[Start of section]
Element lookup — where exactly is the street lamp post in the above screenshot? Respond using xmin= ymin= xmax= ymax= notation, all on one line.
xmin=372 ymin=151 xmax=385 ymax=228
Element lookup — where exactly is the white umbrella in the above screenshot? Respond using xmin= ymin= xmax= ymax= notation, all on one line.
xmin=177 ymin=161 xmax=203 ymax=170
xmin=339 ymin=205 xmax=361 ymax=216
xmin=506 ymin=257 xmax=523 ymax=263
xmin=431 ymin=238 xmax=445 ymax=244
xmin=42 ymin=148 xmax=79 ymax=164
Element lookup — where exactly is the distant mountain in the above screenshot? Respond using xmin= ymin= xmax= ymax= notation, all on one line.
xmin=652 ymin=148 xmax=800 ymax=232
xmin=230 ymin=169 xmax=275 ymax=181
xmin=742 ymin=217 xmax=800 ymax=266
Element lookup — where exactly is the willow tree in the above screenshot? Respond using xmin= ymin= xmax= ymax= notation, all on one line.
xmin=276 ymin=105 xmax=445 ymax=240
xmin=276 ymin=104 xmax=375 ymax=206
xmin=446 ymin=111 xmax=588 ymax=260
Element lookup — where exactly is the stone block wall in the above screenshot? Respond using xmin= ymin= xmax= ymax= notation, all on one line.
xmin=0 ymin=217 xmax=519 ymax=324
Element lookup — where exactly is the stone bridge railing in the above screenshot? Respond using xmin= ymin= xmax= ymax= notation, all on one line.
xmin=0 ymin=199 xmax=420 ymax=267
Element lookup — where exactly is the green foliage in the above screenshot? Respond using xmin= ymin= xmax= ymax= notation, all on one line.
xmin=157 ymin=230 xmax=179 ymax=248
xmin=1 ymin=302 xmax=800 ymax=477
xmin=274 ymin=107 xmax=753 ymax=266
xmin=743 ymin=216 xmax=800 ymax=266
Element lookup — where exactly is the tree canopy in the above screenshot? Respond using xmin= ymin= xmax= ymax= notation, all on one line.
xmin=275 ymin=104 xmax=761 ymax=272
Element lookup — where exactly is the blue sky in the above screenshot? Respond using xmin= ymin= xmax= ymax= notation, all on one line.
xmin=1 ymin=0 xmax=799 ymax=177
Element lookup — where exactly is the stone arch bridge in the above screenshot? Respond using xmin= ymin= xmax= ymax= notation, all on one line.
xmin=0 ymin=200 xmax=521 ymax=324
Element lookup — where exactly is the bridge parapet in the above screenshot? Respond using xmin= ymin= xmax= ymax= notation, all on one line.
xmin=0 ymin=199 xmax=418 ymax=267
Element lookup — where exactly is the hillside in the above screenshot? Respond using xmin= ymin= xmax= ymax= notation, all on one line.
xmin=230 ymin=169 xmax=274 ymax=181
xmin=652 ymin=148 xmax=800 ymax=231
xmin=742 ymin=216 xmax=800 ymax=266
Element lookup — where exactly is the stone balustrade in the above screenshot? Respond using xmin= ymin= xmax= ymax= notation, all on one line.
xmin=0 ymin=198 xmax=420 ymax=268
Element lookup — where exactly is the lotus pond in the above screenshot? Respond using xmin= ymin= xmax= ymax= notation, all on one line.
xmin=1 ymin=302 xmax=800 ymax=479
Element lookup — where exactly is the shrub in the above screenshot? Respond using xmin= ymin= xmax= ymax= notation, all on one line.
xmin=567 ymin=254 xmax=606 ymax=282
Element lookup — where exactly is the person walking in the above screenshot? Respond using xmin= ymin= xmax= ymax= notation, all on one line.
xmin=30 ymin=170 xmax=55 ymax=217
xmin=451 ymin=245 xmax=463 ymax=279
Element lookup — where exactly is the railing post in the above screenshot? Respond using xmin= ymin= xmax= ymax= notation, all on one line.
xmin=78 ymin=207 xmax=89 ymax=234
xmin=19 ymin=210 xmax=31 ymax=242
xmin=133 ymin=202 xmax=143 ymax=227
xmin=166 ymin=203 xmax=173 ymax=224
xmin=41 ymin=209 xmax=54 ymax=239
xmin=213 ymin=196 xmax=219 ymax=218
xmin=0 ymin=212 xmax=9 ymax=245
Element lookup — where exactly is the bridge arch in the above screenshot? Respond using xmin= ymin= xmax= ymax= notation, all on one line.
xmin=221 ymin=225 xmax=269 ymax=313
[End of section]
Required action: The full set of entries should appear again, unchanged, line by line.

Exercise output:
Element lookup — where exactly is the street lamp post in the above screenshot? Respond using xmin= ymin= xmax= ymax= notation, all on one line.
xmin=372 ymin=151 xmax=385 ymax=228
Element lookup — where exactly is the white umbrella in the above screenshot? Respond using xmin= ymin= xmax= ymax= notation, all on one line.
xmin=177 ymin=161 xmax=203 ymax=170
xmin=339 ymin=205 xmax=361 ymax=216
xmin=506 ymin=257 xmax=523 ymax=263
xmin=431 ymin=238 xmax=445 ymax=244
xmin=42 ymin=148 xmax=79 ymax=164
Element lookup — where exactly is the distant mountain in the above screenshot? Respond using xmin= ymin= xmax= ymax= notation, all on one line.
xmin=652 ymin=148 xmax=800 ymax=232
xmin=230 ymin=169 xmax=275 ymax=181
xmin=742 ymin=217 xmax=800 ymax=266
Element lookup — where exactly is the willow tree in the above screenshot? Respond using xmin= ymin= xmax= ymax= notation, all on one line.
xmin=276 ymin=105 xmax=445 ymax=240
xmin=276 ymin=104 xmax=375 ymax=206
xmin=446 ymin=111 xmax=588 ymax=260
Element lookup — where exactly is the stone block wall in the above screenshot? Respond using xmin= ymin= xmax= ymax= notation, all on one line.
xmin=0 ymin=217 xmax=519 ymax=324
Element lookup — where exactly is the stone bridge railing in the above screenshot? Respond using xmin= ymin= xmax= ymax= notation, all on one line.
xmin=0 ymin=199 xmax=420 ymax=267
Element lookup — where exactly is the green foliage in the above screenshot? Respond using xmin= ymin= xmax= ymax= notation, all on one line.
xmin=157 ymin=230 xmax=179 ymax=248
xmin=1 ymin=302 xmax=800 ymax=477
xmin=274 ymin=107 xmax=753 ymax=266
xmin=743 ymin=216 xmax=800 ymax=266
Element lookup — where exactly is the tree canopy in the above screenshot? Respond using xmin= ymin= xmax= ymax= notation, all on one line.
xmin=275 ymin=104 xmax=761 ymax=272
Element lookup — where exactly is the blue sky in the above screenshot? Respond using xmin= ymin= xmax= ymax= notation, all on one line.
xmin=1 ymin=0 xmax=799 ymax=177
Element lookup — where exactly is the stone arch bridge in the above screenshot? Respond using xmin= ymin= xmax= ymax= notation, all on one line.
xmin=0 ymin=200 xmax=521 ymax=324
Element lookup — where exactly is the bridge parapet in the above screenshot? Respond using xmin= ymin= xmax= ymax= notation, all on one line.
xmin=0 ymin=199 xmax=418 ymax=267
Element lookup — where exactly is the hillside in the above screenshot? Respond using xmin= ymin= xmax= ymax= notation, all on one line.
xmin=230 ymin=169 xmax=274 ymax=181
xmin=652 ymin=148 xmax=800 ymax=231
xmin=742 ymin=216 xmax=800 ymax=266
Element lookup — where exactly is the stone balustrade in the above screenshot? Respond using xmin= ymin= xmax= ymax= notation, all on one line.
xmin=0 ymin=198 xmax=420 ymax=268
Element lookup — where exactly is the lotus pond in the above screenshot? Respond using xmin= ymin= xmax= ymax= notation, all on one line.
xmin=1 ymin=302 xmax=800 ymax=479
Element lookup — where exactly is the shrub in the above screenshot? Respond using xmin= ymin= xmax= ymax= notation, all on one line.
xmin=567 ymin=254 xmax=606 ymax=282
Element lookup — where exactly is the person walking in the above screenshot? Respond using xmin= ymin= xmax= ymax= notation, all on one line.
xmin=30 ymin=170 xmax=55 ymax=217
xmin=451 ymin=245 xmax=463 ymax=279
Element lookup — where exactly is the railing post in the above screenshot? Respond using xmin= ymin= xmax= ymax= notation, all on one line.
xmin=78 ymin=207 xmax=89 ymax=234
xmin=19 ymin=210 xmax=31 ymax=242
xmin=133 ymin=202 xmax=143 ymax=227
xmin=166 ymin=203 xmax=173 ymax=224
xmin=41 ymin=209 xmax=54 ymax=239
xmin=213 ymin=196 xmax=219 ymax=218
xmin=0 ymin=212 xmax=9 ymax=245
Element lookup — where exactly is the bridge arch in the above screenshot? Respond using xmin= ymin= xmax= ymax= notation, all on one line.
xmin=221 ymin=225 xmax=269 ymax=313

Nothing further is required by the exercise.